* **Goal**
Please reproduce every one of the entries below word for word.

Bounding box data excerpts:

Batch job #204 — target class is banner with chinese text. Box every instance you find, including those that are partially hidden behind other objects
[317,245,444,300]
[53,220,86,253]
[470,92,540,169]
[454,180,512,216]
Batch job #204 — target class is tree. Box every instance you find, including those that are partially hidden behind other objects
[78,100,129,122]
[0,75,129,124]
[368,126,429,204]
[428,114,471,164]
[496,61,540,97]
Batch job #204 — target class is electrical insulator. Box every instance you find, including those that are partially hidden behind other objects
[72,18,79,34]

* **Task output**
Batch job #204 — target class is banner with chinese text. Box every instance you find, including those that are partially hidden behind other objects
[317,245,444,300]
[53,220,86,253]
[470,92,540,169]
[454,180,512,216]
Batch job #204 — target class is tree. Box every instance you find, including those that are partially hidden behind other objects
[78,100,129,122]
[0,75,129,124]
[368,126,429,204]
[428,114,471,164]
[496,61,540,97]
Batch job #204 — target class is electrical insulator. Box every instance you find, including those that are partially hidden behind other objects
[72,18,79,34]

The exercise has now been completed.